Aim of the exercise –
Copy all lines below containing "then".

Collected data

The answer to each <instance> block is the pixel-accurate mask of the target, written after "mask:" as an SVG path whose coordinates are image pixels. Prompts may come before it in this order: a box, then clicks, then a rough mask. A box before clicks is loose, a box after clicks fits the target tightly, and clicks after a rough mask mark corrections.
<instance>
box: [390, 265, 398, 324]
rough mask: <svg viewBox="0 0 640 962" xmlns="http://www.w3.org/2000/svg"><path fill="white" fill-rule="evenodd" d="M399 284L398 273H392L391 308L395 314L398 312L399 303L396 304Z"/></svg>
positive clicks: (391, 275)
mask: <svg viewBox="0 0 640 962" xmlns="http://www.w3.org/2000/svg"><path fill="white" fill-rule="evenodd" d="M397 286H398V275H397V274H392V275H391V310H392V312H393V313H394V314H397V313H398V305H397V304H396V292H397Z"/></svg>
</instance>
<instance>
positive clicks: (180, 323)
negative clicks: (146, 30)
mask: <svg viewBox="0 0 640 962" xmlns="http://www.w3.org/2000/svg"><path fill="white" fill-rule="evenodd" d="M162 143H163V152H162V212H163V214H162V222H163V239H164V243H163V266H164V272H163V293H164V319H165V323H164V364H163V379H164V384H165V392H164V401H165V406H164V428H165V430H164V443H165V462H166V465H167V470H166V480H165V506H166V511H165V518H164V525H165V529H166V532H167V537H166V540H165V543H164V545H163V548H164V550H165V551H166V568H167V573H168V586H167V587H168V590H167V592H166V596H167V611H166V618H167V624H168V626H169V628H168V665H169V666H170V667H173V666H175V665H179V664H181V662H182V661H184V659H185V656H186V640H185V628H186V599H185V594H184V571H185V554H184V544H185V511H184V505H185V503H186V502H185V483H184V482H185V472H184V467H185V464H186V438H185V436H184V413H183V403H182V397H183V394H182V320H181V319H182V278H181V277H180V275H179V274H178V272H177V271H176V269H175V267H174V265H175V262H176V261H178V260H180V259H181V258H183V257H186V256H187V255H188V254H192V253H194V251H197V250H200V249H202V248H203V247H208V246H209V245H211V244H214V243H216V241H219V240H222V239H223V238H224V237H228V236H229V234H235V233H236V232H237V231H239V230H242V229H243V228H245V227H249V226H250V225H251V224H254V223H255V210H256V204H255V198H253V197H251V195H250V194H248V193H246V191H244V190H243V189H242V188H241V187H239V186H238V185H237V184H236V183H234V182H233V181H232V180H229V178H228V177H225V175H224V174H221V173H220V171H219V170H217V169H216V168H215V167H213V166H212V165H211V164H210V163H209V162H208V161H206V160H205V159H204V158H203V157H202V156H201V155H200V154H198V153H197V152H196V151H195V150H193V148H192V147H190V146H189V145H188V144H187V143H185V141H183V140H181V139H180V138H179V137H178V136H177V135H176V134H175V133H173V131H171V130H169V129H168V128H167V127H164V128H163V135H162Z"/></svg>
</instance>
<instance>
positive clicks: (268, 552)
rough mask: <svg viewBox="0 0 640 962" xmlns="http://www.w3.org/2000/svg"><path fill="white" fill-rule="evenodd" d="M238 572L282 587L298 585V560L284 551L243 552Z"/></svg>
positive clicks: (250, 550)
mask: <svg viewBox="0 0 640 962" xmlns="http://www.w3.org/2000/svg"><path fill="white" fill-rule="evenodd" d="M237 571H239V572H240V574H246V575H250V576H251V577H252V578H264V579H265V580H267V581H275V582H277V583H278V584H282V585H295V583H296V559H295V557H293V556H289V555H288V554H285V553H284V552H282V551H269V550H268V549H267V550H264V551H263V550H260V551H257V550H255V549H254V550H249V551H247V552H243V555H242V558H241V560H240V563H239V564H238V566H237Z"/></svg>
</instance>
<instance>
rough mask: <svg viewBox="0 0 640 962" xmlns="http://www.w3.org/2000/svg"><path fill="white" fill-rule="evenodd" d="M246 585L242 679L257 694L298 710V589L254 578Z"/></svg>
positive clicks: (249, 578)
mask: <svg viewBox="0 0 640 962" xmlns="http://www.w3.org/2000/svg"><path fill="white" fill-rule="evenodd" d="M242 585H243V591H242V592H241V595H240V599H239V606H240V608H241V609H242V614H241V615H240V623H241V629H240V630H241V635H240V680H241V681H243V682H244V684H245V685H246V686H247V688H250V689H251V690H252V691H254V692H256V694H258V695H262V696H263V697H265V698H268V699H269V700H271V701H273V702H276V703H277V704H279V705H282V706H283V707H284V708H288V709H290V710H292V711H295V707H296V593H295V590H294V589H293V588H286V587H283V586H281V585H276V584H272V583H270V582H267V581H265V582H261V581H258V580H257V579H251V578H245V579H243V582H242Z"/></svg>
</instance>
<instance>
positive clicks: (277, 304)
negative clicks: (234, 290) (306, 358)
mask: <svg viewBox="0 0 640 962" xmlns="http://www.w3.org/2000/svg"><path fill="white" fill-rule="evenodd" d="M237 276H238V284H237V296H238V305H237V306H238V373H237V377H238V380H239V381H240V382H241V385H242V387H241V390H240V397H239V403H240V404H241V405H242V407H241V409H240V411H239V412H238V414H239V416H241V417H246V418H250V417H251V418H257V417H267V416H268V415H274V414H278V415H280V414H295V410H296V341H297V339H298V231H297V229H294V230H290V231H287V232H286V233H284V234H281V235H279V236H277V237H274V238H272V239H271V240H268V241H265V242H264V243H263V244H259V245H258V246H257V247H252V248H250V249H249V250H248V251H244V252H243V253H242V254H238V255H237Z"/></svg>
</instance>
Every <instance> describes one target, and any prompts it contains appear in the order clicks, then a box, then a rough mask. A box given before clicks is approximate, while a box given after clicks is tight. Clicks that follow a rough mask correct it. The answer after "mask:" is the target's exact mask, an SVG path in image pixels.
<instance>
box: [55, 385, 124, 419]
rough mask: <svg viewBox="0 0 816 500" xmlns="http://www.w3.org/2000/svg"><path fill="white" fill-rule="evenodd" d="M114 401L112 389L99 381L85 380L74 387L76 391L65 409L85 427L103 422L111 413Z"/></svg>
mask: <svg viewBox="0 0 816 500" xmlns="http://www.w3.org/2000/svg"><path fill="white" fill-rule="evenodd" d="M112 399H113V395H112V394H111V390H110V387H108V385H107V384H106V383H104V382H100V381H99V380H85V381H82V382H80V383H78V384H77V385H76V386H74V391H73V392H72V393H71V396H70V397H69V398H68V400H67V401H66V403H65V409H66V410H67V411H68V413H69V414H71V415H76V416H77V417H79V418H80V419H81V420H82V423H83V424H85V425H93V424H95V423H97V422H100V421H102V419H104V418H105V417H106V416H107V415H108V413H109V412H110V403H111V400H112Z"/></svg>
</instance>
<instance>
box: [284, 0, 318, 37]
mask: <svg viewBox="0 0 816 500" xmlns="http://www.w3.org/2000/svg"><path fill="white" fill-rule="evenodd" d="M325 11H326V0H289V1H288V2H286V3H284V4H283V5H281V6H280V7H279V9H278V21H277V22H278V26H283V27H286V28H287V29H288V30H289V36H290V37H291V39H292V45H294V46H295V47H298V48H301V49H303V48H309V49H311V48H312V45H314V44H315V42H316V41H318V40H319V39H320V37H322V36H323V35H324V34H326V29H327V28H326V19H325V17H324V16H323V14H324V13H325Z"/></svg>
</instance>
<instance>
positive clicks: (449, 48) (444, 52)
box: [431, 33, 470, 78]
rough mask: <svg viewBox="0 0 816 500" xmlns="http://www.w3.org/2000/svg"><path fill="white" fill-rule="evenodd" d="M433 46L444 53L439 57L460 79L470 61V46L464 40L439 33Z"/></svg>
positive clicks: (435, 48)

Exercise solution –
The answer to each <instance> block is the pixel-accurate mask of the target, written after "mask:" as an SVG path whose coordinates are image pixels. Prompts may come before it in this order: a box, then clicks, then a rough mask. A box before clicks is loose, a box after clicks fits the target tightly, and clicks after a rough mask mark corrections.
Every <instance> describes one target, and any prompts it contains appear in the order clicks, then a box, then a rough mask. A box given before clicks is approximate, while a box given after clicks is tight. Clicks that follow a rough mask correct it. The answer after "mask:" is the target's exact mask, an SVG path in image pixels.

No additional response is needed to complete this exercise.